**To be done:**
Type out the records that follow, exactly as given.

**Provided information:**
————
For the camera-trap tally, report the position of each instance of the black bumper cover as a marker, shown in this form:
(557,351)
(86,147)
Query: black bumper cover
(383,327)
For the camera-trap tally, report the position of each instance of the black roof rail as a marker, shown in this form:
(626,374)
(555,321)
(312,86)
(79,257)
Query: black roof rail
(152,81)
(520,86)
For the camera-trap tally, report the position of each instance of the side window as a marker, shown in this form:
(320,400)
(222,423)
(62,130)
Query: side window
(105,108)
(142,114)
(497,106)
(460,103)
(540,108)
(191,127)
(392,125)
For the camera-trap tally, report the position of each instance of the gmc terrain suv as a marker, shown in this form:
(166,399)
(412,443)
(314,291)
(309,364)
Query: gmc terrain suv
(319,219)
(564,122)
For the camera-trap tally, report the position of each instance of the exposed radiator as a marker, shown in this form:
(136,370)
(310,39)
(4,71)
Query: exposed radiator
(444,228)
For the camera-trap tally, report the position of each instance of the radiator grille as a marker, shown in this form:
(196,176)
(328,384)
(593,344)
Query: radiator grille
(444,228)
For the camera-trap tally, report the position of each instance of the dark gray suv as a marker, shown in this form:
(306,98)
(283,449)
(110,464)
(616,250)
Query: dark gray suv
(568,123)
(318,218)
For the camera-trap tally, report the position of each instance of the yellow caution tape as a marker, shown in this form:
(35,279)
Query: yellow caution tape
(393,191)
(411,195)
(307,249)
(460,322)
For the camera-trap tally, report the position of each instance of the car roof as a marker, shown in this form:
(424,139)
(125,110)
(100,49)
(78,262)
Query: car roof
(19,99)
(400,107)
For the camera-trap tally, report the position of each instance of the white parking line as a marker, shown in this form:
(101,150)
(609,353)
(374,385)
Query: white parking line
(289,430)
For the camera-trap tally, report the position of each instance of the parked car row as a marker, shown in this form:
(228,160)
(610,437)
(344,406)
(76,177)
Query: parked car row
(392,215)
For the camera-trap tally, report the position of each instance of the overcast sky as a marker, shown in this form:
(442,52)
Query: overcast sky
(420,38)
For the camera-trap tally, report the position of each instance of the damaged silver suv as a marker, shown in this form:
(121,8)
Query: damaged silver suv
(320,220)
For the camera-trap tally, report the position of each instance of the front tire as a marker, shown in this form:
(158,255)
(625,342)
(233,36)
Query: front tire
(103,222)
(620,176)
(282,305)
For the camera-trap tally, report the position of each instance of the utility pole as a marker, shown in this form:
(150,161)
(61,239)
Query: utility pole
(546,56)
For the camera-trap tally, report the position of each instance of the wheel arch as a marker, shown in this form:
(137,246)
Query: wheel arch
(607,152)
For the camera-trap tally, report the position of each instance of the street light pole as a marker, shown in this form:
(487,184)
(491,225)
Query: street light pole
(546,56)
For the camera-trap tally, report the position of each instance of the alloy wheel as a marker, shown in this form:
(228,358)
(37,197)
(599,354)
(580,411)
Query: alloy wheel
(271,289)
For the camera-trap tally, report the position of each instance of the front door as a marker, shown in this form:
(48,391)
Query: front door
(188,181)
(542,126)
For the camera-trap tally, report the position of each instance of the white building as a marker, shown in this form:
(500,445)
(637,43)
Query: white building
————
**Written response:**
For the camera-trap tally, report the position of each instance of the black bumper cover as a marker, shown in this form:
(557,351)
(86,147)
Query: black bumper cover
(383,327)
For the camera-trap tally, report the position of each instance of the black roof rail as a marker, shown in this form:
(626,374)
(555,321)
(312,86)
(79,257)
Query: black roof rail
(152,81)
(520,86)
For the camera-trap tally, report the position of each instance of the side window as a marker, shown in this form:
(320,400)
(222,423)
(62,130)
Query: side window
(105,108)
(142,114)
(497,106)
(460,103)
(540,108)
(191,127)
(392,125)
For the camera-trap tally, report the position of each instance of the gmc terrain suv as a marker, shown in this form:
(166,399)
(412,443)
(314,291)
(309,364)
Query: gmc terrain suv
(319,219)
(564,122)
For the camera-trap tally, report the position of each instance of the exposed radiator as a marker, shown in this form:
(136,370)
(310,39)
(4,71)
Query: exposed radiator
(444,228)
For the camera-trap tally, report the position of each instance of the radiator grille as a marker, shown in this form:
(196,176)
(328,384)
(593,344)
Query: radiator grille
(444,228)
For the camera-trap tally, report the position of each instance of the dark gray suv as a marker, shown in this form:
(306,98)
(283,449)
(110,464)
(616,250)
Query: dark gray suv
(568,123)
(318,218)
For the camera-trap tally, report the position of each instance of the yellow caution tape as a marker, shown in this form:
(35,279)
Query: yellow caution tape
(393,191)
(411,195)
(307,249)
(460,322)
For the camera-trap tally, report the position of each instance of the car roof as a marker, shown in this form:
(424,139)
(125,110)
(100,49)
(78,262)
Query: car roof
(19,99)
(400,107)
For the camera-trap tally, report the position of each instance of the white parking line as a marker, shown in this form:
(101,150)
(609,353)
(374,385)
Query: white parking line
(289,430)
For the camera-trap tally, report the position of each instance of the parked car row as a marker, shown in this form:
(228,160)
(610,437)
(344,406)
(76,177)
Query: parked car row
(392,215)
For the camera-trap tally, report the position of each instance of the overcast sky as a marker, shown in this form:
(442,52)
Query: overcast sky
(420,38)
For the camera-trap tally, report the position of each instance of the damaged silver suv as a marker, shown in this form:
(121,8)
Query: damaged silver suv
(320,220)
For the camera-trap tally, report the position of each instance of the front tire as a marker, shown in this form:
(158,255)
(625,342)
(233,36)
Query: front tire
(103,222)
(620,176)
(282,305)
For the camera-trap tally, report the position of each instance of the utility pole as a marker, shown in this form:
(150,161)
(61,239)
Query: utility pole
(546,56)
For the camera-trap tally, report the position of each instance of the wheel arch as a marker, shown in this form:
(137,246)
Query: wheel arch
(607,152)
For the camera-trap tally, report the position of each instance of the street light pole as a marker, shown in this form:
(487,184)
(491,225)
Query: street light pole
(546,56)
For the camera-trap tally, report the position of each instance of the alloy wheel as a marker, shown in this form:
(228,358)
(37,197)
(599,354)
(580,411)
Query: alloy wheel
(271,289)
For the camera-trap tally, report the position of each instance of the front door as a marker, shown in this form:
(48,391)
Query: front door
(188,181)
(542,126)
For the camera-trap tally, report the position of each instance of the white building as a marker, shown in this form:
(500,445)
(637,43)
Query: white building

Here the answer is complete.